ACTION ITEM:
All of the material must be duplicated exactly, line by line.

RECORD EXCERPTS:
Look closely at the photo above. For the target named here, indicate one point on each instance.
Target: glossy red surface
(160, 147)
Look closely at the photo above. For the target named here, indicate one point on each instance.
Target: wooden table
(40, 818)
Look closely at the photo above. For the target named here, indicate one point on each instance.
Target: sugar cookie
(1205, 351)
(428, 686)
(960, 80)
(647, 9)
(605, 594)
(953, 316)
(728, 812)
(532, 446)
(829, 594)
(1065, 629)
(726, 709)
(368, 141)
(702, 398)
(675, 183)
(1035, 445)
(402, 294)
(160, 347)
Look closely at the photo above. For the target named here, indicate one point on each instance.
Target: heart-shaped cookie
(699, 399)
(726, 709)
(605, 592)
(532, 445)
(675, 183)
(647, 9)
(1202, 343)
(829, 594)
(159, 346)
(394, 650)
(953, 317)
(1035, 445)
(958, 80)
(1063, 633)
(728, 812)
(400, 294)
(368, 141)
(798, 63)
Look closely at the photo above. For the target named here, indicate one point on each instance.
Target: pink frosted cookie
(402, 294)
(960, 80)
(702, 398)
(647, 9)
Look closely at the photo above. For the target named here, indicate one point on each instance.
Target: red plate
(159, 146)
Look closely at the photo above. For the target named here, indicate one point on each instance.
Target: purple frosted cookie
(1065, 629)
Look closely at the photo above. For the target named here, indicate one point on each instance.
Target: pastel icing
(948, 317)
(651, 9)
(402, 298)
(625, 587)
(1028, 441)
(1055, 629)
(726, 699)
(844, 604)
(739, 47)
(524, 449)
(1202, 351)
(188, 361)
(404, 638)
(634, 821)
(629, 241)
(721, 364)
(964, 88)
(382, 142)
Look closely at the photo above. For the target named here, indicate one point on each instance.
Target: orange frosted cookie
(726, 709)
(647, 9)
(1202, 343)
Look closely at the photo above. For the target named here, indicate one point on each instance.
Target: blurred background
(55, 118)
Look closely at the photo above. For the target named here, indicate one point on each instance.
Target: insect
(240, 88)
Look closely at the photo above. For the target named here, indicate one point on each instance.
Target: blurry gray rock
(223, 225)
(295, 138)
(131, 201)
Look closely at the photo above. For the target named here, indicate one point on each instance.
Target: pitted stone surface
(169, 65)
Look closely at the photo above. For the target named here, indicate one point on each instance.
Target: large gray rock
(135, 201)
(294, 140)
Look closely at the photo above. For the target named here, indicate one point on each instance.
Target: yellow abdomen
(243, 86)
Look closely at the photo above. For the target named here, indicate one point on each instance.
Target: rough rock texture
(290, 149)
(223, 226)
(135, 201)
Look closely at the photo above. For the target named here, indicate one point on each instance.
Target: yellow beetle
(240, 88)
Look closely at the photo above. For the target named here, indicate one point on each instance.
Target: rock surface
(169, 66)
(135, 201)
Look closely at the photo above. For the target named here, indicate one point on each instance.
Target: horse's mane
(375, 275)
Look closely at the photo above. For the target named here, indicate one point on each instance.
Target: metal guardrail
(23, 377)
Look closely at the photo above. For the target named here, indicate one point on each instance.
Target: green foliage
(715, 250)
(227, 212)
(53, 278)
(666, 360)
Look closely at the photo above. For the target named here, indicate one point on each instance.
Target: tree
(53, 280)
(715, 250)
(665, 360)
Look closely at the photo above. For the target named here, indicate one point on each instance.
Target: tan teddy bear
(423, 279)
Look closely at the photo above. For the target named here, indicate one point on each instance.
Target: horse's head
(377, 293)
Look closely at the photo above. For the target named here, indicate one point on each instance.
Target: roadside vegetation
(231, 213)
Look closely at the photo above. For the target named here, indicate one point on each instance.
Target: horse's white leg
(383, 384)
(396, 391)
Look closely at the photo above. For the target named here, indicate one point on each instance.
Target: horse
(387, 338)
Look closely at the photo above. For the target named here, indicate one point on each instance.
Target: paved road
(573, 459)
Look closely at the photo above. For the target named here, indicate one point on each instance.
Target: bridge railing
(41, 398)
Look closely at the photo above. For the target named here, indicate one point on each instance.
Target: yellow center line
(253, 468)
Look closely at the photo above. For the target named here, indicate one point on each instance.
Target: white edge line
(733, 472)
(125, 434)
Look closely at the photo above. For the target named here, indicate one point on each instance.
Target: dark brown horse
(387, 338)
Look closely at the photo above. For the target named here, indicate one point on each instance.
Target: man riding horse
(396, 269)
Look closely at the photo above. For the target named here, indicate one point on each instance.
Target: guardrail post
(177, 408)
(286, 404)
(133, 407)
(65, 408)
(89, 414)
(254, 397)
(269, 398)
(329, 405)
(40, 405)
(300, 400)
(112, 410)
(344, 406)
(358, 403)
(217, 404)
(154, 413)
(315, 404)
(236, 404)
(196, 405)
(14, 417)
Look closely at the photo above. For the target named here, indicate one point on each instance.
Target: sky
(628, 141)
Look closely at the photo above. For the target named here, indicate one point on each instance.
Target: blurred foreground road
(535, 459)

RESPONSE AREA:
Look closely at the photo above. For the target named here, indicate one point on each instance.
Target: glossy red surface
(160, 147)
Look closely at the photo above. For the target named here, indicate one point on each instance.
Target: wooden table
(40, 818)
Look closely at the photo above. For the target named here, indicate one point on each instance.
Target: sugar cookie
(1205, 351)
(428, 686)
(960, 80)
(647, 9)
(605, 594)
(953, 316)
(728, 812)
(532, 446)
(829, 594)
(1065, 629)
(726, 709)
(368, 141)
(702, 398)
(675, 183)
(1035, 445)
(402, 294)
(160, 347)
Look closely at the photo above. For the target named here, indicate one point on each instance.
Target: heart-shaped cookie
(699, 399)
(726, 709)
(605, 592)
(532, 445)
(675, 183)
(647, 9)
(1202, 343)
(829, 594)
(159, 346)
(394, 650)
(953, 317)
(1035, 445)
(958, 80)
(1063, 633)
(728, 812)
(400, 294)
(368, 141)
(798, 63)
Look closely at the photo above. For the target named here, indicate one point on each instance.
Target: pink frosted cookie
(402, 294)
(960, 80)
(702, 398)
(647, 9)
Look closely at the photo above. For the target named here, indicate one point on each instance.
Target: red plate
(159, 146)
Look closely at the photo above. For the target named here, indicate one point on each instance.
Target: purple frosted cookie
(1065, 629)
Look closely at the photo above. For the target named here, indicate one point on each instance.
Target: pastel icing
(948, 317)
(651, 9)
(402, 298)
(625, 587)
(1028, 441)
(1055, 629)
(726, 699)
(844, 604)
(739, 47)
(524, 449)
(1202, 351)
(188, 361)
(404, 638)
(634, 821)
(629, 241)
(721, 364)
(964, 88)
(382, 142)
Look closely at the photo above. For the target named here, indicate one point on each instance.
Target: orange frosted cookie
(726, 709)
(647, 9)
(1202, 343)
Look closely at the photo above. For the target named here, indicate one point on each instance.
Target: blurred background
(55, 118)
Look closely at the photo above. For the target named here, indicate one point on each instance.
Target: insect
(240, 88)
Look closely at the photo above. For the target named here, indicate one point on each instance.
Target: blurry gray rock
(223, 225)
(295, 138)
(131, 201)
Look closely at the photo above. For the target named here, indicate one point on each instance.
Target: pitted stone surface
(169, 65)
Look closely at the photo above. For the target named here, indicate one point on each instance.
Target: large gray rock
(135, 201)
(294, 140)
Look closely at the photo above. For the target named here, indicate one point on each instance.
Target: yellow abdomen
(243, 86)
Look closely at the photo above. For the target named here, indicate one point on each instance.
Target: rough rock texture
(290, 149)
(223, 226)
(135, 201)
Look closely at the photo above. For the target named here, indicate one point on each instance.
Target: yellow beetle
(240, 88)
Look closely at the photo above. For the target named here, indicate one point on each instance.
Target: rock surface
(169, 66)
(135, 201)
Look closely at the photo above. For the target named here, indicate one point on each instance.
Target: horse's mane
(375, 275)
Look closely at the photo above. For the target named here, indicate one point on each instance.
Target: metal guardrail
(23, 377)
Look closely at the photo above. For the target named here, indicate one point on each instance.
Target: green foliage
(715, 250)
(227, 212)
(53, 278)
(666, 360)
Look closely at the photo above. For the target named here, indicate one point on each instance.
Target: tree
(53, 280)
(715, 250)
(665, 360)
Look closely at the photo above. For the target named here, indicate one point on each instance.
Target: tan teddy bear
(423, 279)
Look closely at the photo above. For the target named here, indicate one point on each instance.
Target: horse's head
(377, 293)
Look closely at the photo above. For the target named here, indicate one point on each instance.
Target: roadside vegetation
(231, 213)
Look closely at the photo above. For the target named here, indicate one point on each instance.
Target: horse's white leg
(383, 384)
(396, 391)
Look closely at the photo above. For the target named here, indicate one point on each instance.
Target: horse
(387, 338)
Look closely at the photo above. For the target named here, indicate one point on each instance.
Target: paved road
(573, 459)
Look closely at the photo above. For the target named here, indicate one point on each instance.
Target: bridge railing
(41, 398)
Look closely at the photo above. For the target named here, indicate one point on each instance.
Target: yellow center line
(253, 468)
Look closely at the photo above. For the target named here, indicate one point on each instance.
Target: white edge line
(733, 472)
(125, 434)
Look closely at the photo above. For the target named here, indicate one point on each instance.
Target: dark brown horse
(387, 338)
Look closely at the photo above. For the target named here, indicate one point on each instance.
Target: man riding horse
(396, 269)
Look closely at the photo above. For the target named here, indicate one point on each instance.
Target: guardrail post
(177, 408)
(286, 404)
(133, 407)
(65, 408)
(89, 414)
(254, 397)
(269, 398)
(329, 405)
(40, 405)
(300, 400)
(112, 410)
(344, 406)
(358, 403)
(217, 404)
(154, 413)
(315, 404)
(236, 404)
(196, 405)
(14, 417)
Look closely at the photo above. For the target named here, indicate one point on each instance.
Target: sky
(628, 141)
Look closely at the photo above. For the target named here, indicate one point on each instance.
Target: blurred foreground road
(535, 459)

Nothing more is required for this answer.